**YOUR OBJECTIVE**
Return, word for word, the part of the S&P 500 index discussion starting with "The market decides" and going on through "claim to follow.".

**EXCERPT TO READ**
•••••

If a significant percentage of the market is excluded from the index because they don't meet index inclusion criteria, then then index stops being a useful benchmark.

If you change a benchmark whenever you think it'll be 'wrong', then it becomes a measure of the heuristics you use to predict what'll impact the benchmark rather than a benchmark in its own right.

S&P claims their S&P 500 product is the "best single gauge of U.S. large-cap equities". For this benchmark to be accurate, at a fundamental level, this benchmark has to follow the market and reflect current market conditions.

The market decides what the large-cap U.S. equities are, not S&P. If S&P excludes some of the largest U.S. companies, which based on their current rules, will exclude all of Anthropic, SpaceX, and OpenAI; then they do a poor job reflecting the benchmark they claim to follow.

It's not S&P's fault that market conditions have changed.

  • this benchmark has to follow the market and reflect current market conditions

    Sure, but right now they don't know how the market will react, so changing the index rules before there's any data would be a measure of their heuristics (e.g. what they believe the market will do), not a measure of what the market is actually doing.

•••••

Dataset items

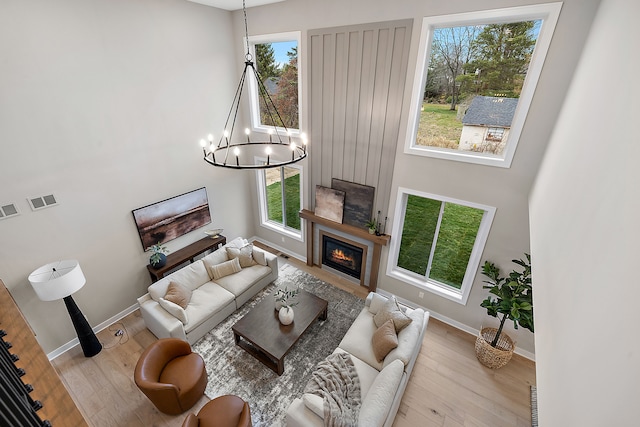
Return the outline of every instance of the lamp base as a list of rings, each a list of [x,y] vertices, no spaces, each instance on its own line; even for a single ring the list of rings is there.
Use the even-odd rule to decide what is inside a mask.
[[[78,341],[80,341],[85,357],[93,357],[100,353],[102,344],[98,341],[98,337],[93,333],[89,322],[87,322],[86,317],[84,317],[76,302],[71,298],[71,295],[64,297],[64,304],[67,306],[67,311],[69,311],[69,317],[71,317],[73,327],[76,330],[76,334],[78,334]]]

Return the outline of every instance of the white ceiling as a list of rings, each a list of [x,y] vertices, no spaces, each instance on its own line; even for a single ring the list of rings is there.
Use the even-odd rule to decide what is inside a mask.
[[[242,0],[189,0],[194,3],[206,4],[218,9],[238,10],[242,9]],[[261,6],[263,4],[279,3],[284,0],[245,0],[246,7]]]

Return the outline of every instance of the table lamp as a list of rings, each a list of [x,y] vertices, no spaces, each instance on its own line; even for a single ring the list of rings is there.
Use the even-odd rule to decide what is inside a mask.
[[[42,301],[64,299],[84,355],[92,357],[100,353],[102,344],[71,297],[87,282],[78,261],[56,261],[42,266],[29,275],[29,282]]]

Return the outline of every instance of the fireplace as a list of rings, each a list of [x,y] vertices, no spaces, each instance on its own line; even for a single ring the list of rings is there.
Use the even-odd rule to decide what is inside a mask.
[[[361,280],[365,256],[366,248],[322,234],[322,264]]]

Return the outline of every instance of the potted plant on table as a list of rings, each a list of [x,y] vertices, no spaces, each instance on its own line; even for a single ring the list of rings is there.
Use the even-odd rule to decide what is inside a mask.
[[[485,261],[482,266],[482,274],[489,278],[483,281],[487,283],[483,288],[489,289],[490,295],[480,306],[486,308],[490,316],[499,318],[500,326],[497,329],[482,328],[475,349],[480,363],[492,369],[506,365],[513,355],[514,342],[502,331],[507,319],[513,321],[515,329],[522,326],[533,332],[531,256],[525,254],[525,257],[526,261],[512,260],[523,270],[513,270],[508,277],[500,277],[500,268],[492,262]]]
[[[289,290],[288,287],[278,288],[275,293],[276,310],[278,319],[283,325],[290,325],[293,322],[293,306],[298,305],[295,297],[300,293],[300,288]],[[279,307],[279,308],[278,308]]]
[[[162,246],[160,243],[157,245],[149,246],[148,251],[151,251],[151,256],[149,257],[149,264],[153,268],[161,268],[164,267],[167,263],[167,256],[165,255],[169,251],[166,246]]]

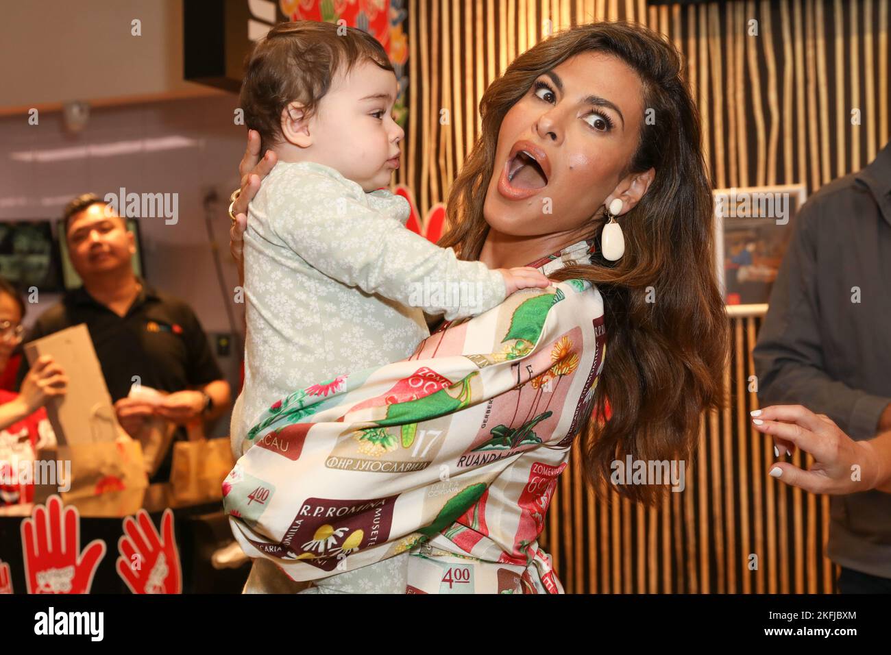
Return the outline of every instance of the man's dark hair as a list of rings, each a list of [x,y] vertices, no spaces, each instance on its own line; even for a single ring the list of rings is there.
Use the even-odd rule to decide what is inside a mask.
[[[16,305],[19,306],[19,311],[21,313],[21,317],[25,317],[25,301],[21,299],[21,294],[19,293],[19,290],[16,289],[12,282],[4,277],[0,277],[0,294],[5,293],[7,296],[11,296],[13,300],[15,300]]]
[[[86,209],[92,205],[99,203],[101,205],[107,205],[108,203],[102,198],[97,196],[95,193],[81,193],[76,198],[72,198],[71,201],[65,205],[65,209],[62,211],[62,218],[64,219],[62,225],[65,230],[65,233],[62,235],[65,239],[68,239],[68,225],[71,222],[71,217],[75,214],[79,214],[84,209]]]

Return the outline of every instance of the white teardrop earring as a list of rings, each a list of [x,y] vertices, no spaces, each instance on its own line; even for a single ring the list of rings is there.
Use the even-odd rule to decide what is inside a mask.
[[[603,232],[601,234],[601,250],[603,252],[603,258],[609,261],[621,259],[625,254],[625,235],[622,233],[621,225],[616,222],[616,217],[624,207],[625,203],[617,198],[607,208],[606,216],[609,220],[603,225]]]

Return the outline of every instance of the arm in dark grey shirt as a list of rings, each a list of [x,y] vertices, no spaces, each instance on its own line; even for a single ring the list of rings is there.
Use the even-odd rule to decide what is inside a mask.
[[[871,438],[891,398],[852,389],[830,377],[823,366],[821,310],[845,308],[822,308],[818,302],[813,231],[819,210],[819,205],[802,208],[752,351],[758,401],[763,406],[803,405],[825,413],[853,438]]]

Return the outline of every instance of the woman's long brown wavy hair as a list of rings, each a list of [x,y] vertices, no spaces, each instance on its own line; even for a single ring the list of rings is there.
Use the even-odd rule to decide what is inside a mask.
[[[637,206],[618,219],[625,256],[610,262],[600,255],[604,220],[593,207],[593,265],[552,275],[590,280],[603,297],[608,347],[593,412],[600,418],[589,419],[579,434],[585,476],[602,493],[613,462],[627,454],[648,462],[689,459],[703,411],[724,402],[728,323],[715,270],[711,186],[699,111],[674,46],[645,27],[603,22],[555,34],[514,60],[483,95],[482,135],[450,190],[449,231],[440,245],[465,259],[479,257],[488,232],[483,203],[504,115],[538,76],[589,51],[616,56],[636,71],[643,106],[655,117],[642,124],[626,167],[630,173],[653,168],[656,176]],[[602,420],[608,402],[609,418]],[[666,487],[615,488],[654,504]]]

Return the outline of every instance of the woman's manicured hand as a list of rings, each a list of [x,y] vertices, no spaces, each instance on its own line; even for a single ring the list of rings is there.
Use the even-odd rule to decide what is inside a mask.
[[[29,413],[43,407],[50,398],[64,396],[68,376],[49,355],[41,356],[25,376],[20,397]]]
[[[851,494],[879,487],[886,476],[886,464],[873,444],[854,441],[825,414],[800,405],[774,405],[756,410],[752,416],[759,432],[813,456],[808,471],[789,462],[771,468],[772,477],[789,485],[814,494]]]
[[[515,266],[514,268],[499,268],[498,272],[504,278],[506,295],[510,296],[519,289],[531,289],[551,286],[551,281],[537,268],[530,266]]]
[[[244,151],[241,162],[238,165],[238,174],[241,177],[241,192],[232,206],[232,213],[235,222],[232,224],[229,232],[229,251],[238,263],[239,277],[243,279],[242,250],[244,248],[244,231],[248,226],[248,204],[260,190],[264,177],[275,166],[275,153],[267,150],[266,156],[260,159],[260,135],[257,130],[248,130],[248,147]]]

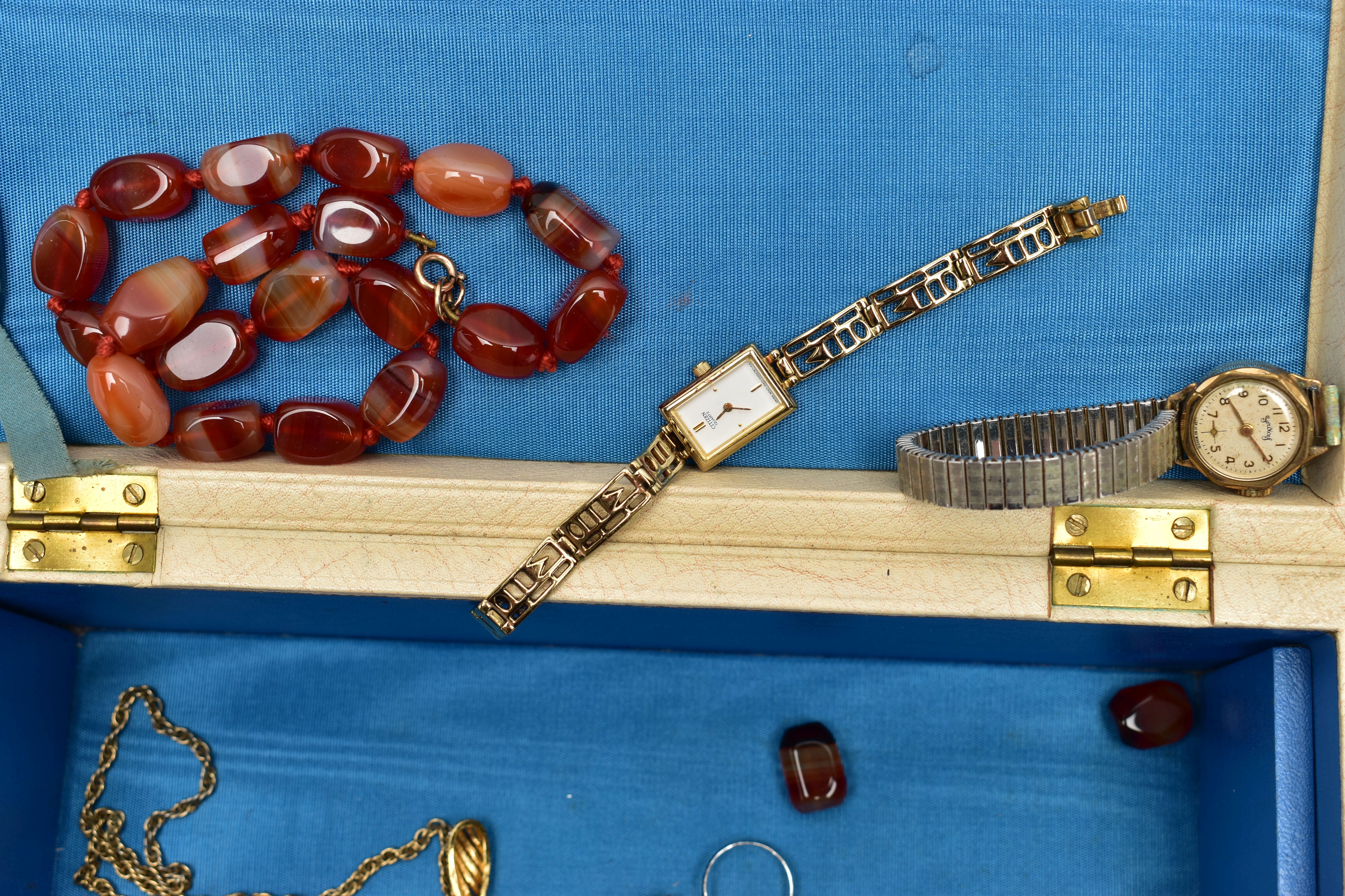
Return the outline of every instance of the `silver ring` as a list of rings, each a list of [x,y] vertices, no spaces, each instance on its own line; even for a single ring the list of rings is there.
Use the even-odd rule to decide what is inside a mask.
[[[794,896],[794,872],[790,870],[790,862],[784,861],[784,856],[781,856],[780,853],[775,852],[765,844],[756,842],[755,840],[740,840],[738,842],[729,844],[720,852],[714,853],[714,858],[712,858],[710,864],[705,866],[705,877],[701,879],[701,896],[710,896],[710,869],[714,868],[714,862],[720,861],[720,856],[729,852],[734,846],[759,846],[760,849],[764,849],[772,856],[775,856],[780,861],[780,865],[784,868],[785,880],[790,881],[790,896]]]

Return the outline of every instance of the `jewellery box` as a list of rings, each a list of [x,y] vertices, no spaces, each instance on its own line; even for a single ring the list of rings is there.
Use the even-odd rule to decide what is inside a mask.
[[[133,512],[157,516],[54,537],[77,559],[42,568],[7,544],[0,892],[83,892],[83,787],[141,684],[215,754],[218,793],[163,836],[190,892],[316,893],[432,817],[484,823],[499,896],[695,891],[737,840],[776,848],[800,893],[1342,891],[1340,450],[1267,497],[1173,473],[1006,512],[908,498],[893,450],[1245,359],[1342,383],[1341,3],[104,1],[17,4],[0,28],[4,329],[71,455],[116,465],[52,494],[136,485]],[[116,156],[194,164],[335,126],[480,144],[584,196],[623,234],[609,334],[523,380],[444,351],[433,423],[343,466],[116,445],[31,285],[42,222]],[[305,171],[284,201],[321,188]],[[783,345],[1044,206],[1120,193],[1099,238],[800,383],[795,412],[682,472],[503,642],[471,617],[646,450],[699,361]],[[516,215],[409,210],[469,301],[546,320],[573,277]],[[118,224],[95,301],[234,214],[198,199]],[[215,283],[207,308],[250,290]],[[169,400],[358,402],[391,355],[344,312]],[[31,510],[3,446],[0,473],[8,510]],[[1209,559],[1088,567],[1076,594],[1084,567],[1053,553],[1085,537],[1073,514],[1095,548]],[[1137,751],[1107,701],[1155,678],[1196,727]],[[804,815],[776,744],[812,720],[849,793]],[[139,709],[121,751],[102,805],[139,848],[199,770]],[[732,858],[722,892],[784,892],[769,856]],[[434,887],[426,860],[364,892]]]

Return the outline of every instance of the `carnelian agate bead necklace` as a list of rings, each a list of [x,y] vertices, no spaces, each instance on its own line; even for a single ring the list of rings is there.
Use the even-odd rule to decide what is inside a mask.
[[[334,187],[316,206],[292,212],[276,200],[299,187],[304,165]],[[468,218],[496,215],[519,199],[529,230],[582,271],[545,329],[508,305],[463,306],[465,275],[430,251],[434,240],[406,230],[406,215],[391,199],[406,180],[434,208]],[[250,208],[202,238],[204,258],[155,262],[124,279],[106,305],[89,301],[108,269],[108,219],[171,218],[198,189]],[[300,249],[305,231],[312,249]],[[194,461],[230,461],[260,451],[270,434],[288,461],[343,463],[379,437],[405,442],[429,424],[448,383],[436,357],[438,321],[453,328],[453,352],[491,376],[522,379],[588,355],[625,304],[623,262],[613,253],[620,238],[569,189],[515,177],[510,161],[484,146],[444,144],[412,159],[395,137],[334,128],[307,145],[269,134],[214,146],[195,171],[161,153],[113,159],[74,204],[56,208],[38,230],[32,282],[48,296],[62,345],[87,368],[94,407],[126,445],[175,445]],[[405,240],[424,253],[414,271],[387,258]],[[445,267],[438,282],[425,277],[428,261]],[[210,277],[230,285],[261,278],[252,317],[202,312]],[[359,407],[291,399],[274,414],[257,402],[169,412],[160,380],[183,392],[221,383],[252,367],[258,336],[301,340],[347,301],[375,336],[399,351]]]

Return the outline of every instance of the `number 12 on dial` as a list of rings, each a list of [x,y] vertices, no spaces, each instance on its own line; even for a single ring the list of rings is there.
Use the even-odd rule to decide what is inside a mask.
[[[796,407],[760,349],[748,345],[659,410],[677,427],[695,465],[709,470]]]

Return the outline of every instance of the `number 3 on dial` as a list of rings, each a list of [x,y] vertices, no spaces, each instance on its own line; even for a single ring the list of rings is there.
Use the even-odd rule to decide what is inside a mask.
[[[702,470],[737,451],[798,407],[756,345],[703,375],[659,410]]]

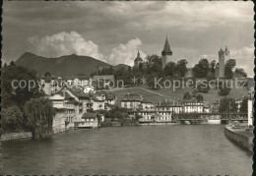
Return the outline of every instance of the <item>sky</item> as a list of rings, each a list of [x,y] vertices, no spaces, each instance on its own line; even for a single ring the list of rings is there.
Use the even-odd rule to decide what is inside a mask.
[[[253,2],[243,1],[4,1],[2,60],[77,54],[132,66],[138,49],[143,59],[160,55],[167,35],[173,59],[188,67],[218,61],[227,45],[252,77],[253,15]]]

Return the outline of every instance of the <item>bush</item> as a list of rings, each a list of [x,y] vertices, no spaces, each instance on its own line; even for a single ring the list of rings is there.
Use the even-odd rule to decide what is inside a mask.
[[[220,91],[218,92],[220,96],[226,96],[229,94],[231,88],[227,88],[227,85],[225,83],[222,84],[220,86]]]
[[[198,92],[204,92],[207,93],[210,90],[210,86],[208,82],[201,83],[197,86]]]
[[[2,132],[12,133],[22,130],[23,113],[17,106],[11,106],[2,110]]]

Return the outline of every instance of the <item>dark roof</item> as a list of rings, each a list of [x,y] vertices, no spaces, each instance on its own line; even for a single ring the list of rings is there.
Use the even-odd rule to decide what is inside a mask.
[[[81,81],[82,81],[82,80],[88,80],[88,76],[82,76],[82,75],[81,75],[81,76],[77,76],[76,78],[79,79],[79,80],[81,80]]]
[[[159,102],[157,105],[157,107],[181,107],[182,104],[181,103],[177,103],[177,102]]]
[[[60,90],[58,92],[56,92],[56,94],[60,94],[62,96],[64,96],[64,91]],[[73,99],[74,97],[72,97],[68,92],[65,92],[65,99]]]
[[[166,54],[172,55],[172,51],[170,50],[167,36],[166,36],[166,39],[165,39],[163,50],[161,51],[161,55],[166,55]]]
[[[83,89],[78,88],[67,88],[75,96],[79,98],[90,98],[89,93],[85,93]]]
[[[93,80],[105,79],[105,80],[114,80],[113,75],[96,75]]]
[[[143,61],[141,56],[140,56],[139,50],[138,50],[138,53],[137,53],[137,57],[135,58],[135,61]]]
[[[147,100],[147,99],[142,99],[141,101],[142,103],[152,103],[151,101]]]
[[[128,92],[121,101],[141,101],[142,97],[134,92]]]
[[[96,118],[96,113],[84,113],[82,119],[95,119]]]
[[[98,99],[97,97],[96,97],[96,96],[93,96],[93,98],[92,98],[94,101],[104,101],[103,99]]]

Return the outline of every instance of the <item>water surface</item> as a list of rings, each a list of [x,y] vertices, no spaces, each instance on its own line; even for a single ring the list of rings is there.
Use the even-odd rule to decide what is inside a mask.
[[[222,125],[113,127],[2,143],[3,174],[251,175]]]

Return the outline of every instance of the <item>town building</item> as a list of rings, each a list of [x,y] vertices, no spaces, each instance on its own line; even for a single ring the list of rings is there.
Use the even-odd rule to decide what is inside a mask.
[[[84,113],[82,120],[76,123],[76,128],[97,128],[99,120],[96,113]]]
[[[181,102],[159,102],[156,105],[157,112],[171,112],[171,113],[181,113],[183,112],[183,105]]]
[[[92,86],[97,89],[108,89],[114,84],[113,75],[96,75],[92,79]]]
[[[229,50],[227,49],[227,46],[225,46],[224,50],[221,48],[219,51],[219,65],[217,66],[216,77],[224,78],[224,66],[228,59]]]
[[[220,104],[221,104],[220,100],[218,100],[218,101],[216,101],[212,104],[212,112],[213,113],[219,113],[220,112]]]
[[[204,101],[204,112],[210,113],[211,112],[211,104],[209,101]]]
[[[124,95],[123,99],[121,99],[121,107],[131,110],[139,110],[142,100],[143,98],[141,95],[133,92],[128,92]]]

•••••

**WRITTEN SOLUTION**
The market decides what the large-cap U.S. equities are, not S&P. If S&P excludes some of the largest U.S. companies, which based on their current rules, will exclude all of Anthropic, SpaceX, and OpenAI; then they do a poor job reflecting the benchmark they claim to follow.